---------- Extracted data ----------

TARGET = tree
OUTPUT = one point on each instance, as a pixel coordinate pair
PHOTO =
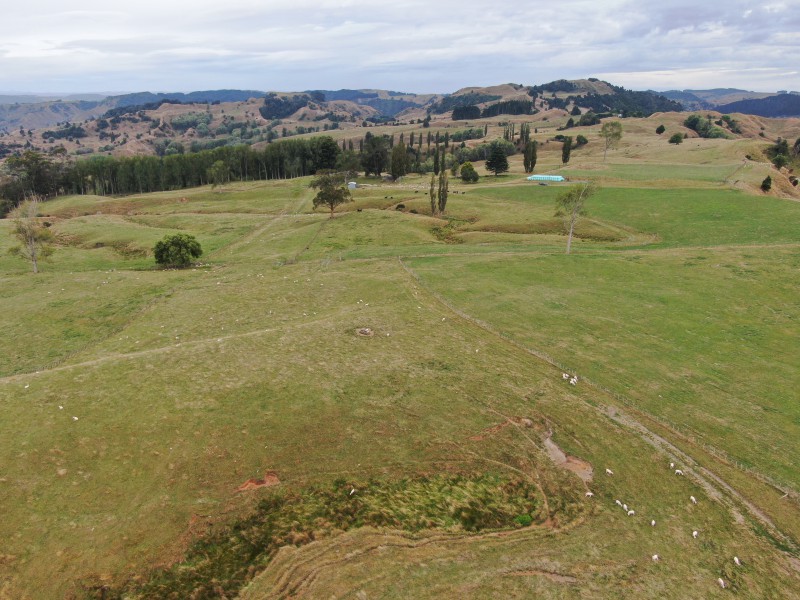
(399, 166)
(218, 174)
(332, 189)
(611, 132)
(348, 162)
(498, 161)
(432, 194)
(375, 154)
(529, 156)
(468, 173)
(566, 149)
(34, 236)
(444, 188)
(177, 251)
(569, 206)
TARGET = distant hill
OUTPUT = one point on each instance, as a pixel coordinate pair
(37, 98)
(711, 99)
(586, 94)
(782, 105)
(191, 97)
(386, 103)
(42, 112)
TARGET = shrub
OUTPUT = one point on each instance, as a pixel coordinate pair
(177, 251)
(468, 173)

----------

The reply must consist solely of the lines from the one containing "TARGET = distant hill" through the last line of the data, reproduced exactly.

Response:
TARGET = distant hill
OUTPUT = one point on each instance, as a pixel coordinate pair
(37, 98)
(711, 99)
(586, 94)
(782, 105)
(191, 97)
(386, 103)
(42, 112)
TARGET = shrub
OUTPUT = one point on each instance, as a pixel coordinate pair
(177, 251)
(468, 173)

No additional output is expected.